# [TASK DETAILS]
Write out the passage from the Fitton Field resodding article below, between "Image by Tom" and "of the summer.", inclusive.

# [EXCERPTED PASSAGE]
----------
Image by Tom Rettig
Image by John Cannon
This summer, and just in time for football season, Fitton Field was resodded for the first time since it was constructed in 1903. The old field was replaced with a bluegrass blend from Tuckahoe Farms in Maine.
“This is huge,” Holy Cross football coach Tom Gilmore told the Telegram & Gazette in a recent article covering the major construction project. “This is our home field and having that field in great condition is going to improve our chances of winning more football games. It did get beat up pretty good the last couple years. We had to do something. Getting a whole new surface was the best possible solution.”
The initial steps of the resodding began in mid-April, followed by the removal of the old turf and installation of the new sod by the first of June. The grow-in process took most of the summer.
New safety netting was installed in the field and the entire surface was laser graded in addition to the resodding, but the improvements don’t stop there.
“Grounds personnel completed a substantial overhaul of the irrigation system including: replacing the all irrigation heads, reconfiguring the main supply line, replacing, moving and rewiring all the zone valves,” says Ted Heywood, superintendent of grounds. “Grounds worked with the Plumbing Shop to bring the existing well between the football and baseball stadiums online to supply the football field. This will save over 1.1 million gallons of potable water per year.”
----------
# [SUPPLIED INFORMATION]
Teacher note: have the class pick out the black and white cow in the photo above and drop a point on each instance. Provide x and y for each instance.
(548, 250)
----------
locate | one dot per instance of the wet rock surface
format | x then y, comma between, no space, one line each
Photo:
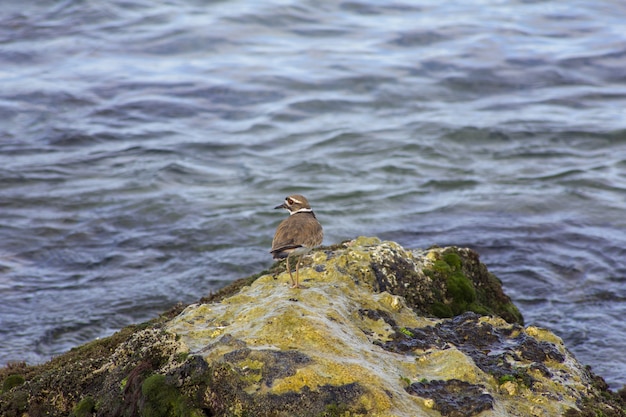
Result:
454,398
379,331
----------
# [SOLUTION]
Image by Tom Rettig
Image by John Cannon
This summer, and just in time for football season, Fitton Field was resodded for the first time since it was constructed in 1903. The old field was replaced with a bluegrass blend from Tuckahoe Farms in Maine.
“This is huge,” Holy Cross football coach Tom Gilmore told the Telegram & Gazette in a recent article covering the major construction project. “This is our home field and having that field in great condition is going to improve our chances of winning more football games. It did get beat up pretty good the last couple years. We had to do something. Getting a whole new surface was the best possible solution.”
The initial steps of the resodding began in mid-April, followed by the removal of the old turf and installation of the new sod by the first of June. The grow-in process took most of the summer.